# Task to complete
Every word of the data must be reproduced in your reply exactly.

# Exercise materials

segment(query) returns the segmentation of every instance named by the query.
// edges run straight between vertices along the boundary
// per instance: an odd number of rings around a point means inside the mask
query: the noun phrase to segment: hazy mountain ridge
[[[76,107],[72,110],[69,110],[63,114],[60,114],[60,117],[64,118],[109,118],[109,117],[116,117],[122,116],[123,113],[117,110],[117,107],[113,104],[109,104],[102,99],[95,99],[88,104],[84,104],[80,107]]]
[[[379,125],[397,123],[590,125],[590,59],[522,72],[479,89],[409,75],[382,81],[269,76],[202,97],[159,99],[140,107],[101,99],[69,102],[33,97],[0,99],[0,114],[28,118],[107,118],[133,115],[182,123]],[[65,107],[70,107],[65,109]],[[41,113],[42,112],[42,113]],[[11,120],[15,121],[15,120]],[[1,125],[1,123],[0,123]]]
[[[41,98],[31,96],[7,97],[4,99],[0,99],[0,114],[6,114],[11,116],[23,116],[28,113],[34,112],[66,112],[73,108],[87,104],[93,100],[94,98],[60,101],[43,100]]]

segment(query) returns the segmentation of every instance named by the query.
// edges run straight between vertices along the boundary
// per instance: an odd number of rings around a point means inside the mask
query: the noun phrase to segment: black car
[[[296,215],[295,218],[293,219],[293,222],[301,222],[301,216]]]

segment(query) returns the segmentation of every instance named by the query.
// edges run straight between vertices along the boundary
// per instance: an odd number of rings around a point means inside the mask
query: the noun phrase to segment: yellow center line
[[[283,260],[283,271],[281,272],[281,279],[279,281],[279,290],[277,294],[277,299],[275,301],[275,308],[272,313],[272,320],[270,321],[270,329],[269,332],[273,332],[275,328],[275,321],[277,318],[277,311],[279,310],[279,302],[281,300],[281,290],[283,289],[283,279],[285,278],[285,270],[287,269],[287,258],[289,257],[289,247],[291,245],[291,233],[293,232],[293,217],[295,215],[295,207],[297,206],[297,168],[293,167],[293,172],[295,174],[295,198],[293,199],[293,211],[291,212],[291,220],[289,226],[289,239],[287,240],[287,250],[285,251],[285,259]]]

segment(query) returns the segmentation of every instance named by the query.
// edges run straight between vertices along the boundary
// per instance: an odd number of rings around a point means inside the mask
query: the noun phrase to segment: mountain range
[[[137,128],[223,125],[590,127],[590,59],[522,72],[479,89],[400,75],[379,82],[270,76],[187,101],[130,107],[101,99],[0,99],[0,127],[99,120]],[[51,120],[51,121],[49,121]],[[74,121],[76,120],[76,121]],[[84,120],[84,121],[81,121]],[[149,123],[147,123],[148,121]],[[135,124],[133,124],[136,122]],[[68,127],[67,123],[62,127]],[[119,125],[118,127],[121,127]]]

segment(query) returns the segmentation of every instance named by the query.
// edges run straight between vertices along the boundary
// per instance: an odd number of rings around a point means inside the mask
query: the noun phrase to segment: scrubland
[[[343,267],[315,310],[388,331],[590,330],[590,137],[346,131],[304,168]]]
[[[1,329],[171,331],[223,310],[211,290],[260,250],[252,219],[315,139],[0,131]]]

# Solution to this problem
segment(query) returns the segmentation of every instance named by the query.
// edges run straight between vertices along the boundary
// per instance: an odd number of rings around a point means inside the mask
query: the noun phrase to segment: hazy mountain ridge
[[[76,107],[72,110],[69,110],[63,114],[60,114],[60,117],[64,118],[109,118],[109,117],[116,117],[122,116],[123,113],[117,110],[117,107],[113,104],[109,104],[102,99],[95,99],[88,104],[84,104],[80,107]]]
[[[379,125],[397,123],[590,125],[590,59],[522,72],[479,89],[409,75],[382,81],[269,76],[202,97],[159,99],[140,107],[101,99],[69,102],[33,97],[0,99],[0,114],[28,118],[107,118],[133,115],[182,123]],[[65,107],[70,107],[65,109]],[[41,113],[42,112],[42,113]],[[11,120],[15,121],[15,120]],[[1,125],[1,123],[0,123]]]
[[[41,98],[31,96],[7,97],[4,99],[0,99],[0,114],[6,114],[11,116],[23,116],[28,113],[34,112],[66,112],[73,108],[87,104],[93,100],[94,98],[60,101],[43,100]]]

segment(query) returns the segmentation of every instance named by the query.
// edges run straight between vertices along the boundary
// per instance: an odd number of rings around a point means inside the mask
query: the noun phrase to segment: black car
[[[296,215],[295,218],[293,219],[293,222],[301,222],[301,216]]]

segment(query) returns the segmentation of every instance named by the query.
// edges run straight between vertices along the boundary
// per instance: an odd number of rings around a point means inside the mask
query: the noun phrase to segment: yellow center line
[[[283,260],[283,271],[281,272],[281,279],[279,281],[279,290],[277,294],[277,299],[275,301],[275,308],[272,313],[272,320],[270,321],[270,329],[269,332],[273,332],[275,328],[275,321],[277,318],[277,311],[279,310],[279,302],[281,300],[281,290],[283,289],[283,279],[285,278],[285,270],[287,269],[287,258],[289,257],[289,247],[291,245],[291,233],[293,232],[293,217],[295,215],[295,207],[297,206],[297,168],[293,167],[293,172],[295,174],[295,198],[293,199],[293,211],[291,212],[291,220],[289,226],[289,239],[287,240],[287,250],[285,251],[285,259]]]

segment(query) returns the segmentation of every instance named by the query.
// edges run straight between vertices along the boundary
// per instance: an odd number of rings around a point means inside the mask
query: the noun phrase to segment: mountain range
[[[137,128],[223,125],[590,127],[590,59],[522,72],[479,89],[400,75],[379,82],[270,76],[187,101],[130,107],[101,99],[0,99],[0,127],[99,120]],[[51,120],[51,121],[49,121]],[[74,121],[76,120],[76,121]],[[84,120],[84,121],[81,121]],[[149,123],[147,123],[148,121]],[[135,124],[133,124],[136,122]],[[68,127],[67,123],[62,127]],[[119,125],[118,127],[121,127]]]

segment(query) returns the segmentation of every instance named by the query.
// edges run straight between vertices along the boundary
// per instance: an odd number of rings around a point means inside the mask
query: the noun phrase to segment: scrubland
[[[343,267],[315,310],[388,331],[590,330],[590,137],[346,131],[304,168]]]
[[[1,329],[171,331],[223,310],[211,290],[260,250],[252,219],[315,139],[0,131]]]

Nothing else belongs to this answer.